For HexaStock, HALF_UP at scale 2 is the defined business rule. Delegating this to SQL would introduce a hidden dependency on the database engine's rounding mode — a dependency that could silently change during a database migration or version upgrade.

By keeping division and rounding in the HoldingPerformanceCalculator, the business rule is:

Explicit — defined as static final constants (SCALE = 2, ROUNDING = HALF_UP)
Testable — verified by parameterized unit tests without a database
Portable — identical behavior regardless of the persistence engine

5.4 Tradeoff vs Approach B

Dimension	Approach B (full DB)	Approach C (hybrid)
JVM memory	O(H)	O(H)
Domain purity	Compromised — logic in SQL	Preserved — rounding in Java
Rounding correctness	Depends on DB engine	Guaranteed by Java constants
Testing	Integration-only for aggregation	Unit tests for rounding + integration for sums
Complexity	Simpler (one query, done)	Slightly higher (query + domain finalization)
Maintenance	SQL + Java must agree	SQL does raw sums, Java owns business rules

Approach C is the preferred production evolution from Approach A. Once transaction volume, concurrent reporting requests, heap pressure, or p95/p99 latency become relevant, Approach C preserves domain purity for the sensitive calculations while eliminating the O(T) memory footprint.

The port definition for Approach C:

// application.port.out
public interface TransactionQueryPort {
    List<RawTickerAggregate> getRawAggregates(PortfolioId portfolioId);
}

// Returned by the DB — raw sums, no rounding applied
public record RawTickerAggregate(
    String ticker,
    BigDecimal boughtQty,
    BigDecimal boughtCost,
    BigDecimal realizedGain
) {}

The HoldingPerformanceCalculator gains a second method that accepts RawTickerAggregate instead of raw transactions, applying the same SCALE/ROUNDING constants.

6. Snapshot / CQRS Read Model

Source: ./diagrams/snapshot-architecture.puml

6.1 Snapshot Table Structure

A snapshot table pre-computes and stores the aggregated holdings data, eliminating both the O(T) scan and the GROUP BY query at read time:

CREATE TABLE holdings_snapshot (
    portfolio_id      VARCHAR(36)    NOT NULL,
    ticker            VARCHAR(5)     NOT NULL,
    total_bought_qty  DECIMAL(18,2)  NOT NULL,
    total_bought_cost DECIMAL(18,2)  NOT NULL,
    remaining_shares  INT            NOT NULL,
    realized_gain     DECIMAL(18,2)  NOT NULL,
    last_updated_at   TIMESTAMP      NOT NULL,

    PRIMARY KEY (portfolio_id, ticker)
);

Reading becomes a simple SELECT * FROM holdings_snapshot WHERE portfolio_id = ? — O(H) rows with no aggregation, no scan. The reporting endpoint only needs to add live prices and compute unrealized gain.

6.2 Synchronous Update Model

The simplest snapshot approach: update the snapshot row within the same transaction as the buy/sell command.

// In PortfolioStockOperationsService, after portfolio.sell():
snapshotPort.updateSnapshot(portfolioId, ticker, updatedTotals);

Advantages:

Strong consistency — the snapshot is always in sync with the write model. No stale reads.
Simple to implement — no event infrastructure, no message broker, no eventual consistency concerns.

------------------------------------

**REQUIRED WORK:**
A – Summarize the HexaStock excerpt in two sentences.
B – Condense the paragraph of the HexaStock excerpt that begins "Approach C is the preferred production evolution" into a single shorter sentence that keeps its main facts.
C – Pick up the HexaStock excerpt after its last sentence and continue it.
The listing placed after the HexaStock excerpt isn't needed.

**DATA PROVIDED:**
------------------------------------

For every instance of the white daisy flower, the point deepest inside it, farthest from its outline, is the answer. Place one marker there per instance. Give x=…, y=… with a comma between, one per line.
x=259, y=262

------------------------------------

**IN RESPONSE:**
A – The HexaStock excerpt keeps division and HALF_UP rounding at scale 2 in the HoldingPerformanceCalculator instead of SQL, so the rule stays explicit, testable and portable. It presents Approach C, in which the database returns raw sums, as the preferred production evolution from Approach A, and it then describes a snapshot table of pre-computed holdings per portfolio and ticker, updated in the same transaction as each buy or sell for strong consistency and simple implementation.

B – Approach C is the preferred production step beyond Approach A: once transaction volume, concurrent reporting requests, heap pressure, or p95/p99 latency matter, it eliminates the O(T) memory footprint while preserving domain purity for the sensitive calculations.

C –
Transactional safety — if the command fails, the snapshot is not updated (same DB transaction).

Disadvantages:

Write amplification — every buy/sell operation now includes an additional UPSERT to the snapshot table. This increases write latency by the time for one additional SQL statement.
Coupling — the command side must know about the snapshot table, creating a dependency between the write model and the read model.
Bottleneck risk — the snapshot row for a given (portfolio_id, ticker) becomes a contention point under high-frequency trading scenarios.

6.3 Asynchronous Event-Driven Alternative

A more scalable approach: the command side emits a domain event after each transaction, and a separate listener updates the snapshot.

// After portfolio.sell():
eventPublisher.publish(new TransactionCreatedEvent(
    portfolioId, ticker, type, quantity, unitPrice, profit));

A listener (potentially in a different process) consumes the event and updates the snapshot:

@EventListener
public void onTransactionCreated(TransactionCreatedEvent event) {
    snapshotPort.updateSnapshot(event.portfolioId(), event.ticker(), ...);
}

This decouples the write path from the read model update, allowing them to scale independently.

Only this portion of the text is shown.